>>>>>

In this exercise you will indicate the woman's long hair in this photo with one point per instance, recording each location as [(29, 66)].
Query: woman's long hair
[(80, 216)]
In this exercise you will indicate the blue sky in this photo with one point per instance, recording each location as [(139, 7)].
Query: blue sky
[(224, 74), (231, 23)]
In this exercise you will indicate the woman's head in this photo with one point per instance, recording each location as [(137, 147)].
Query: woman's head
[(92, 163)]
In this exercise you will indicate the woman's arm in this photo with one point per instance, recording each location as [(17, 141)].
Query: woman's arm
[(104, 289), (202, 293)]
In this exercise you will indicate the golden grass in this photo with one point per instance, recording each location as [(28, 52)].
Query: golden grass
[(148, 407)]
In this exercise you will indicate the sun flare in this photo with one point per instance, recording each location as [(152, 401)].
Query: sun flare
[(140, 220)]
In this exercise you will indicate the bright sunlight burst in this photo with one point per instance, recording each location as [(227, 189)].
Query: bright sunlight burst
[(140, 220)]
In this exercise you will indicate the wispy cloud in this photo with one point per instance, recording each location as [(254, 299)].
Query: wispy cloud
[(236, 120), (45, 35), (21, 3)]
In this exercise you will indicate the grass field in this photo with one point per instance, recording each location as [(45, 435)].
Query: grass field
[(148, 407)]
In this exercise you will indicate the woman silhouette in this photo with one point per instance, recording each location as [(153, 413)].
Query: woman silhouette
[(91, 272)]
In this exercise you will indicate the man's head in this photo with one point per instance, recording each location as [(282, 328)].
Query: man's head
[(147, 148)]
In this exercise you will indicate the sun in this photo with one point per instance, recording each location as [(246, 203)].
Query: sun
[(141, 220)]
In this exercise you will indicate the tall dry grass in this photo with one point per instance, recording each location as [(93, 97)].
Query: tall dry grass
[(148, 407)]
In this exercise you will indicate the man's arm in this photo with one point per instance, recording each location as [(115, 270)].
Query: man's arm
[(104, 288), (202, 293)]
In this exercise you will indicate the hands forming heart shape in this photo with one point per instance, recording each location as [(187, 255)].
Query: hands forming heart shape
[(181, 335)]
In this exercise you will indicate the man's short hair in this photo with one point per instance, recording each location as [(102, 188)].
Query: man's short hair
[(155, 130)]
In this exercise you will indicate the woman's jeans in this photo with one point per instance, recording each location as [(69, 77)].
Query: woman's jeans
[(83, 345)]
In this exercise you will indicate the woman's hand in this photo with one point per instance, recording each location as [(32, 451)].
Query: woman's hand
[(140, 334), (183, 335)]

<<<<<

What is being asked: Word for word, extract all the records.

Solution to this exercise:
In this exercise you will indicate the woman's long hair in this photo with one point per instance, recording each location as [(29, 66)].
Query: woman's long hair
[(80, 216)]
In this exercise you will indicate the blue sky in this photo with one point per instance, recording each location as [(139, 7)].
Query: blue sky
[(224, 74), (231, 23)]
In this exercise you will indicate the woman's head in this photo with one point per instance, recording each location as [(137, 147)].
Query: woman's head
[(92, 163)]
In this exercise you will indicate the woman's arm in this photo with one point per instance, recording each location as [(17, 141)].
Query: woman's arm
[(104, 289), (202, 293)]
In this exercise you will indicate the golden grass in this photo with one point per instance, recording each location as [(28, 52)].
Query: golden grass
[(148, 407)]
In this exercise you will indicate the sun flare in this photo with one point per instance, recording each location as [(152, 401)].
Query: sun flare
[(140, 220)]
In this exercise you will indicate the bright sunlight burst in this photo with one point per instance, recording each location as [(227, 189)].
Query: bright sunlight burst
[(140, 220)]
In this exercise you will indicate the wispy cloud in this photo with one point per instance, recording each location as [(254, 299)].
Query: wispy cloud
[(236, 120), (45, 35), (21, 3)]
In this exercise you will indicate the grass field in this photo with one point per instance, recording each location as [(45, 435)].
Query: grass field
[(148, 407)]
In this exercise you will indicate the woman silhouette in this photo with one point per instance, recording each location as [(153, 413)].
Query: woman silhouette
[(91, 272)]
In this exercise you will indicate the man's head in this photo with one point per instance, recording each location as [(282, 328)].
Query: man's head
[(147, 148)]
In this exercise you will indicate the sun in this photo with one point per instance, recording each location as [(246, 203)].
Query: sun
[(141, 220)]
In this exercise you will indicate the tall dry grass in this photo with one point per instance, recording each location as [(93, 97)].
Query: tall dry grass
[(148, 407)]
In this exercise you will indicate the man's arm in this photo with one point per instance, recording each location as [(115, 270)].
Query: man's arm
[(104, 288), (202, 293)]
In this exercise you will indicate the hands forming heart shape in this photo with one point per instance, recording each location as [(187, 255)].
Query: hands forming heart shape
[(181, 335)]
In this exercise you will indicate the man's short hair in this photo with one point per instance, recording each location as [(102, 188)].
Query: man's short hair
[(155, 130)]
In this exercise you will indicate the woman's jeans in this photo with one point per instance, recording each location as [(69, 77)].
Query: woman's jeans
[(83, 345)]
In this exercise you will indicate the woman's hand in this photo with one point per instance, recording each location as [(32, 451)].
Query: woman's hand
[(140, 334), (183, 335)]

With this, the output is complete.